-- START DATA EXTRACT --

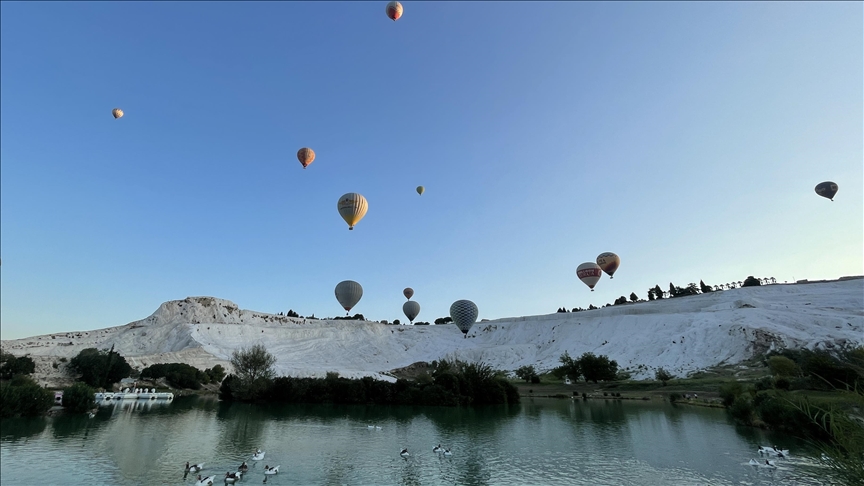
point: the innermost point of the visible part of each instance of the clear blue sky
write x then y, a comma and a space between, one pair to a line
685, 137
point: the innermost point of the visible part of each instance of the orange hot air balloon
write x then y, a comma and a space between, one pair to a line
394, 10
306, 156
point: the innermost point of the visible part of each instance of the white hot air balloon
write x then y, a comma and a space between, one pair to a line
589, 273
348, 293
608, 262
411, 309
464, 313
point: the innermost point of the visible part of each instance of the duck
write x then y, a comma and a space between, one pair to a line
208, 481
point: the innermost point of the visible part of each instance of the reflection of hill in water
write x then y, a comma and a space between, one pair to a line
12, 430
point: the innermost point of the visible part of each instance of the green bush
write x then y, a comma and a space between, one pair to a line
742, 410
100, 369
79, 398
11, 366
22, 396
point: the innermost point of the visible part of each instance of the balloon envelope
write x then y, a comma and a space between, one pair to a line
827, 189
411, 309
306, 156
589, 273
463, 313
394, 10
352, 207
348, 293
608, 262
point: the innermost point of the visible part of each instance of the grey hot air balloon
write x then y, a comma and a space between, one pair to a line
464, 313
348, 293
826, 189
411, 309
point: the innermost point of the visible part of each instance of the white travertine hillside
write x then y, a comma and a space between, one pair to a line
683, 335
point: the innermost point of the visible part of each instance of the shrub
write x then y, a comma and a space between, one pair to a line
22, 396
742, 410
11, 366
729, 391
663, 376
100, 369
79, 398
766, 383
783, 366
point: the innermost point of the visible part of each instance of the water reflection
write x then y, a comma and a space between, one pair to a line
19, 429
543, 441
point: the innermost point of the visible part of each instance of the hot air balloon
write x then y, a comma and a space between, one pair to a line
608, 262
826, 189
306, 156
394, 10
352, 207
411, 309
463, 313
589, 273
348, 293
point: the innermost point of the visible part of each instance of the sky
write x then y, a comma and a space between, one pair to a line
686, 137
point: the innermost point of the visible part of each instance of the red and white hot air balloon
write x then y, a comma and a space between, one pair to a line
589, 273
394, 10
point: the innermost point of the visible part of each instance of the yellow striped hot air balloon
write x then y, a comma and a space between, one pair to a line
352, 207
306, 156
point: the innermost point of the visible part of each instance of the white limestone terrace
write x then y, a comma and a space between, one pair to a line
683, 335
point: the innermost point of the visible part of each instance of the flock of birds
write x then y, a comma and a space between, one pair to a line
230, 477
242, 469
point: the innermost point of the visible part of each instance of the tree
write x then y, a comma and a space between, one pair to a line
526, 373
100, 369
253, 368
598, 368
569, 367
78, 398
663, 376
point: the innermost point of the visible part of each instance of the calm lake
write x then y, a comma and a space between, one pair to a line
539, 442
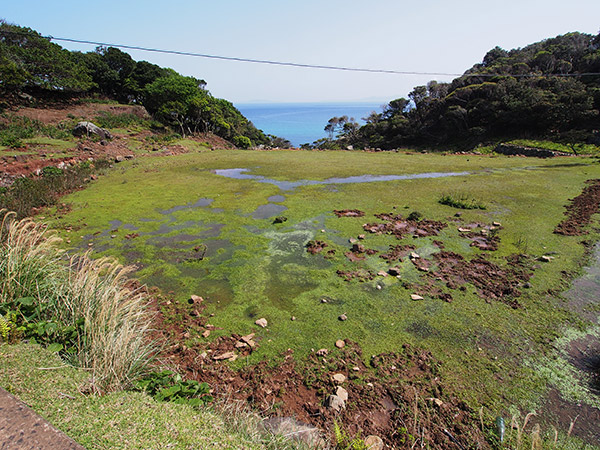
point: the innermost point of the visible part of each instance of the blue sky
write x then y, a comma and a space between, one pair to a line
427, 36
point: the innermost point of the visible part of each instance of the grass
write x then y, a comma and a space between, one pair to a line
111, 320
461, 201
124, 420
254, 268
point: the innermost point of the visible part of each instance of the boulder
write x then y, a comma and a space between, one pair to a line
336, 403
373, 442
87, 128
293, 429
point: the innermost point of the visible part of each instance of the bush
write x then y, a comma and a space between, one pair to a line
86, 307
460, 201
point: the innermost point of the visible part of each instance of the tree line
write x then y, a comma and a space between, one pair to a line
547, 90
32, 64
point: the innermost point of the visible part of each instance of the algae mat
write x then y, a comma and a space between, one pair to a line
204, 224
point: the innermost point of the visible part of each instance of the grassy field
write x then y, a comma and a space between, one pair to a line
191, 231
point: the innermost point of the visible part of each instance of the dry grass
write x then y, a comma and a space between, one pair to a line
113, 343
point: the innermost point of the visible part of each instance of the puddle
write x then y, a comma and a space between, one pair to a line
240, 174
268, 210
202, 202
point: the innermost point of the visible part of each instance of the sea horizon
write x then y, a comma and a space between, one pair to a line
303, 122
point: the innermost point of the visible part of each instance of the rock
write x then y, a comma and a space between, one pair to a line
342, 393
195, 299
437, 401
335, 403
87, 128
394, 271
293, 429
230, 356
339, 377
373, 442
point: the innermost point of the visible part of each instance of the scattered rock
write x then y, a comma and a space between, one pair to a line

-- END DATA EXTRACT --

## WHAT THE TASK REQUIRES
Rewrite all of the data above with every "one pair to a line" replaced by "one pair per line" and nothing else altered. Omit the pictures from your answer.

## THE COMPLETED TASK
point: the innermost point of the visible part of each instance of the clear blue sky
write x then y, a comma and a space between, one pair per line
685, 137
point: the innermost point of the visible part of each instance of the orange hot air balloon
write x then y, a comma and a space between, one pair per line
394, 10
306, 156
point: the innermost point of the visible part of each instance of the white hot air balloon
write x then y, a comma and a space between, one pair per line
589, 273
348, 293
608, 262
411, 309
464, 313
point: the innermost point of the visible part of each instance of the duck
write x then y, a comma and a space between, one pair per line
208, 481
point: the innermost point of the visible part of each instance of the reflection of hill in water
write x then y, a comma and a space between, one pair per line
12, 430
point: the innermost point of the visible part of each instance of the green bush
write x then y, a comma and a space between, one pair per line
742, 410
100, 369
79, 398
11, 366
22, 396
point: the innermost point of the visible part of each instance of the balloon envelope
write x then y, a comma and a space between, one pair per line
827, 189
411, 309
306, 156
589, 273
463, 313
394, 10
352, 207
348, 293
608, 262
point: the innermost point of the visible part of each instance of the grey hot air balloon
write x then y, a comma and a space between, one pair per line
464, 313
348, 293
826, 189
411, 309
point: the innermost point of the visible part of each instance of the white travertine hillside
write x then y, a comma and a space between, one pair per line
683, 335
point: the innermost point of the visible part of each instance of the shrub
write x then y, a comma and a space between, one pair per line
22, 396
742, 410
11, 366
729, 391
663, 376
100, 369
79, 398
766, 383
783, 366
point: the innermost point of the visible part of each instance of the water reflection
write x then y, a comma and a space between, one pair per line
19, 429
543, 441
point: the innermost point of the visible part of each instance of the hot air balloon
write x then y, a comma and a space between, one pair per line
608, 262
826, 189
306, 156
394, 10
352, 207
411, 309
463, 313
589, 273
348, 293
point: the innermost point of the visible part of each instance of the sky
write x then y, a comma and a space between, one pair per line
686, 137
point: the innermost point of the visible part of each instance of the red and white hot air balloon
write x then y, a comma and a space between, one pair per line
589, 273
394, 10
point: the innermost point of the visible part of each instance of the yellow striped hot air balloon
write x then y, a comma and a space between, one pair per line
352, 207
306, 156
point: the innermost point of the visible part of each instance of the white limestone terrace
write x then y, a comma and a space between, one pair per line
683, 335
point: the innermost point of the visible part of each instance of the flock of birds
write x then y, a comma and a space between, one pair per line
230, 477
242, 469
point: the innermost point of the visible part of each instance of the tree
write x then y, a comma and a space between, one pair per line
526, 373
100, 369
253, 368
598, 368
569, 367
78, 398
663, 376
point: the innermost point of the visible part of each instance of the calm lake
write x then y, a comma and a space between, one pair per line
539, 442
point: the innermost point of the visible part of each instance of the blue sky
write x then y, a comma and a space between, one pair per line
427, 36
point: the innermost point of the visible part of each instance of the grass
write x then y, a comma and a space between, one pair per line
111, 320
461, 201
124, 420
254, 268
point: the innermost point of the visible part of each instance of the boulder
write x then y, a comma and a space between, one pair per line
336, 403
373, 442
87, 128
293, 429
point: the innermost point of the visible part of each instance of the bush
write x then y, a comma and a space between, one pair per line
86, 307
460, 201
point: the innermost point of the visible part of each instance of the tree line
write x then y, a comma and a space between, one pair per line
547, 90
32, 64
point: the innermost point of the visible part of each instance of the algae mat
write x then y, a comma and a space between, one pair per line
204, 224
point: the innermost point of the visible part of each instance of the grassy field
write x then y, a comma and a space between, one pair per line
191, 231
point: the innermost point of the visible part of each instance of the dry grass
write x then y, a comma and a space between, one pair per line
113, 343
point: the innermost point of the visible part of each instance of the puddle
write x then y, a comma and a space between, one pair per line
240, 174
268, 210
202, 202
point: the innermost point of the visible part of each instance of the sea horizon
write x then y, a comma and a space between, one pair per line
303, 122
point: the innermost point of the visible part of each instance of the rock
write x then y, a comma and a space between, one pair per line
342, 393
195, 299
437, 401
335, 403
87, 128
394, 271
293, 429
230, 356
339, 377
373, 442
point: the innermost point of the visible part of each instance of the scattered rock
write x then y, a comma and a space between, one pair per line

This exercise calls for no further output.